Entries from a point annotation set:
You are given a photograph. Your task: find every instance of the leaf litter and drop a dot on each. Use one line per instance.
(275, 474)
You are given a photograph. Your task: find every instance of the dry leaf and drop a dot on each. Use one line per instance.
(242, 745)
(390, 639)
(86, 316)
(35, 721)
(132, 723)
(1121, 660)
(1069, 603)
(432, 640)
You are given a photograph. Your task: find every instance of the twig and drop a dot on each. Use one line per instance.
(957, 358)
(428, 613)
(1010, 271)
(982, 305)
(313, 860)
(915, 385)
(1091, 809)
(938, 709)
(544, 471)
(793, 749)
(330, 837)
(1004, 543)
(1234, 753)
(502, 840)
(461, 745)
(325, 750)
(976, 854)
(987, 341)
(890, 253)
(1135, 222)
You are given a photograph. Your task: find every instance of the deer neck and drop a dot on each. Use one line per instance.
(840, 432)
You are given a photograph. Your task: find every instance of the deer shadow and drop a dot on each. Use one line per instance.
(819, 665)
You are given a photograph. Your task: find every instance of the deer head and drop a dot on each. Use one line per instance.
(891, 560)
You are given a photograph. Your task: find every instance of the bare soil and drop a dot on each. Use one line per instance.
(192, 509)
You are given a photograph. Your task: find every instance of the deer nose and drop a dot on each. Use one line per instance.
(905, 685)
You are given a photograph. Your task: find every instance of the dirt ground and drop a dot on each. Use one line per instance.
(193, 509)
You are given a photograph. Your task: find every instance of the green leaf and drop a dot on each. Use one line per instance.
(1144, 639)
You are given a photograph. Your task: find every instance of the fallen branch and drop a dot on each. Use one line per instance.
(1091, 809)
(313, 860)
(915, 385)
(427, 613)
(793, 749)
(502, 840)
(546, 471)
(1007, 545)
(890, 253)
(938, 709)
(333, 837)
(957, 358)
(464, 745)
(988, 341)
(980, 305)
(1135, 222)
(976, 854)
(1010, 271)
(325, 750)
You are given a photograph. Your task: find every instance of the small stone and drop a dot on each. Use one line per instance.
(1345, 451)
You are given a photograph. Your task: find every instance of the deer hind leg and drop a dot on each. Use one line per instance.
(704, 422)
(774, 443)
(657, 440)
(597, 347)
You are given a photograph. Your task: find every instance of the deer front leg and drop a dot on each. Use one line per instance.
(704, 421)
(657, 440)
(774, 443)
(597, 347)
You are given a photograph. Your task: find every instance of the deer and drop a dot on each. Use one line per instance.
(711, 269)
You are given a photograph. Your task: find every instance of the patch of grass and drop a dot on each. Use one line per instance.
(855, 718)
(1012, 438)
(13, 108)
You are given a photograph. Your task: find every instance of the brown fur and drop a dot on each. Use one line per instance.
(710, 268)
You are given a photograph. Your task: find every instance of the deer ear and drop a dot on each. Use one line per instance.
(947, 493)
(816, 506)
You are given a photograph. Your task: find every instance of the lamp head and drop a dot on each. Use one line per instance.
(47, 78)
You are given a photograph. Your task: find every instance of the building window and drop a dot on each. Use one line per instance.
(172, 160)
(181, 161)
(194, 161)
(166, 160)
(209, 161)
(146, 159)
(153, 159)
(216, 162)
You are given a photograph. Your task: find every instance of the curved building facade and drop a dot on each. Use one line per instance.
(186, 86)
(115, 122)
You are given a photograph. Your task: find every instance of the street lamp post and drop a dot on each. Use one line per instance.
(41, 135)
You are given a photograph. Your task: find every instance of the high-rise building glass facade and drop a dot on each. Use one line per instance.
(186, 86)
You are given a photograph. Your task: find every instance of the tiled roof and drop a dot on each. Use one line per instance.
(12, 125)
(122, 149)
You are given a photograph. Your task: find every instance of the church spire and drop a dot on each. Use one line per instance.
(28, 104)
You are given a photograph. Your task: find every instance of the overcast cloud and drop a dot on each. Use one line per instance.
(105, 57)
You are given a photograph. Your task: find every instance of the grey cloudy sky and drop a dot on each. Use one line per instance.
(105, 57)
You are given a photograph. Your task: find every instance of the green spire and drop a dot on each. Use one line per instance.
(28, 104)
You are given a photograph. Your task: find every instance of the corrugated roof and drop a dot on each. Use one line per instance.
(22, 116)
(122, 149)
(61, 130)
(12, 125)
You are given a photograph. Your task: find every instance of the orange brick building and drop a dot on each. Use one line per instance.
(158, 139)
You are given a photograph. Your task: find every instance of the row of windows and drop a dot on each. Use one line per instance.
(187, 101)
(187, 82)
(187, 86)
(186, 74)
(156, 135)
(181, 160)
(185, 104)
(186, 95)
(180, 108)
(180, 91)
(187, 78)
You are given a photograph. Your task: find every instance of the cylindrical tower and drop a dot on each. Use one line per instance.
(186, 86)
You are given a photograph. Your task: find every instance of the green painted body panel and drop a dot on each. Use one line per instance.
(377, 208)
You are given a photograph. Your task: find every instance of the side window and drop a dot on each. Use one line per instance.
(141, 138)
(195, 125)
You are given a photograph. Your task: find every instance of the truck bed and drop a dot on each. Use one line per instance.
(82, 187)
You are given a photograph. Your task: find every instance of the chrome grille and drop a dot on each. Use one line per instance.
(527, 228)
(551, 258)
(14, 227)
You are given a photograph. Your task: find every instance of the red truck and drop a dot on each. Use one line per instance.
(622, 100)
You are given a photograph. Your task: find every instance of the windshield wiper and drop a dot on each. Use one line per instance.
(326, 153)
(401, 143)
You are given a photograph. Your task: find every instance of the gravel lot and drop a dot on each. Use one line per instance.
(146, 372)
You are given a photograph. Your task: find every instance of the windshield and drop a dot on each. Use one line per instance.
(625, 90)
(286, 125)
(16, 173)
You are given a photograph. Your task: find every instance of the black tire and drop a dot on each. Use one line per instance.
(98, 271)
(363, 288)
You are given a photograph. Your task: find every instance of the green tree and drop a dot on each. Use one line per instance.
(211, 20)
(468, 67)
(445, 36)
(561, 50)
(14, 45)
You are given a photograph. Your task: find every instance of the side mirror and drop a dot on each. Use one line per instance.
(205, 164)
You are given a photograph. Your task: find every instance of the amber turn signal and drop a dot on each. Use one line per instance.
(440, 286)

### EXERCISE DIRECTIONS:
Print the items above again without changes, starting with the line that contains "of the amber" and going on through the end of the items.

### EXERCISE OUTPUT:
You are given a photograph. Your task: find every instance of the amber turn signal and drop a dot on each. Use one line per instance.
(440, 286)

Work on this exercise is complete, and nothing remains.